++++ Datenzeilen
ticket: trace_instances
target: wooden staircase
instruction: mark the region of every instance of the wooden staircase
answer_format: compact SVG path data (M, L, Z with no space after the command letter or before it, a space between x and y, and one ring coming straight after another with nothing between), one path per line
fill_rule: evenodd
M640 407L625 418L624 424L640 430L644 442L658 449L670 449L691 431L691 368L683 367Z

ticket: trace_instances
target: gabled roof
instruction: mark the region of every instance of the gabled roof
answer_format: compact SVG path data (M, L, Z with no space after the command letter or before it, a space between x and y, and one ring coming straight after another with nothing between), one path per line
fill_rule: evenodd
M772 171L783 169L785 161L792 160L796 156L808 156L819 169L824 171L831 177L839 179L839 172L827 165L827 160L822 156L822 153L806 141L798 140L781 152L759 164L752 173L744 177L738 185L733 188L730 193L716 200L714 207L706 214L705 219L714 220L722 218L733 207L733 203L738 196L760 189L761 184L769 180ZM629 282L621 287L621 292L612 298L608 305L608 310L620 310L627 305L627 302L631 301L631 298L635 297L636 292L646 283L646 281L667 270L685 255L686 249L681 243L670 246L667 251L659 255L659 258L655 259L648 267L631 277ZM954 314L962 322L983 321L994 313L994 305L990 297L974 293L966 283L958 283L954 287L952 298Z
++++++++
++++ Datenzeilen
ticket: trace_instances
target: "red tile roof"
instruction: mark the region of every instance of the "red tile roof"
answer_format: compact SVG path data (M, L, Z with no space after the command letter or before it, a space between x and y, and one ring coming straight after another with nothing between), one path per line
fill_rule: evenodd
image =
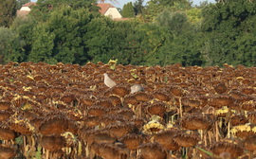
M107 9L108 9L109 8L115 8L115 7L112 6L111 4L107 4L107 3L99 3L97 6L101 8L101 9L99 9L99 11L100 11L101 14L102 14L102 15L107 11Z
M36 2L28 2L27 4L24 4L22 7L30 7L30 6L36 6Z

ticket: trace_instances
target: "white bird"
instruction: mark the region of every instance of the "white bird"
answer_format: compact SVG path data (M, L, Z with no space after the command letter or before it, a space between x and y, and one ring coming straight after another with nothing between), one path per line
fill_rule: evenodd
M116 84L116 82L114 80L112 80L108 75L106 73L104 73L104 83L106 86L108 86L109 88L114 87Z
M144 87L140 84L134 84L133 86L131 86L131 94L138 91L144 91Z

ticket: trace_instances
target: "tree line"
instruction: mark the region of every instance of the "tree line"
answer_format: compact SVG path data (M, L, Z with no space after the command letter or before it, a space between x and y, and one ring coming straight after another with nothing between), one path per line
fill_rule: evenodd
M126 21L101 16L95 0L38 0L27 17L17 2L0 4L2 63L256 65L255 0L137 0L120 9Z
++++++++
++++ Datenzeilen
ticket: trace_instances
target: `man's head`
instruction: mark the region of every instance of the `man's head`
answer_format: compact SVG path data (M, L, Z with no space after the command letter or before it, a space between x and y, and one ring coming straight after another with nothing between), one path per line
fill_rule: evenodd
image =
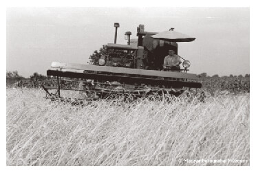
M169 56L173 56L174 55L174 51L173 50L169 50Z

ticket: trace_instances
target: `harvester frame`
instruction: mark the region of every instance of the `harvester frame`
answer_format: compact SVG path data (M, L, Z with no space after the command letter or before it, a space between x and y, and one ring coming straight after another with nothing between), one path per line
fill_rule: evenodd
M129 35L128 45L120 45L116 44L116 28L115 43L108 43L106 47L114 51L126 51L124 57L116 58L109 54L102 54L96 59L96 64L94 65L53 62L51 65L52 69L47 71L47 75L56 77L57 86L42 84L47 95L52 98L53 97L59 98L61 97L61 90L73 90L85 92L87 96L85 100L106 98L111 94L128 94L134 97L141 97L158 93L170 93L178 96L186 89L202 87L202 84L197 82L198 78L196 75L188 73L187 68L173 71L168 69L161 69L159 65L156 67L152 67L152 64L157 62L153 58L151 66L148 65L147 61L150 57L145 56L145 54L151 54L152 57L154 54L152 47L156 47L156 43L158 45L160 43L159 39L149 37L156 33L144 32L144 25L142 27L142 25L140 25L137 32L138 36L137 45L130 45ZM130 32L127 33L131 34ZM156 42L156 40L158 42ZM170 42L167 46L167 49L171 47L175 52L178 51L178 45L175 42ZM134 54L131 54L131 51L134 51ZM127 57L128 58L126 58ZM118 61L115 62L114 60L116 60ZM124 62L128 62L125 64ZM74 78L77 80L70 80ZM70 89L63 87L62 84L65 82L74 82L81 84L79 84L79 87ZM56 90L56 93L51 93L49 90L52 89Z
++++++++
§ Aufgabe
Zeige jede Zeile der Einträge, in der das Wort „roof“ vorkommt.

§ Lösung
target: gabled roof
instruction: mark the region of every instance of the gabled roof
target: "red tile roof"
instruction: mark the region of every instance of the "red tile roof"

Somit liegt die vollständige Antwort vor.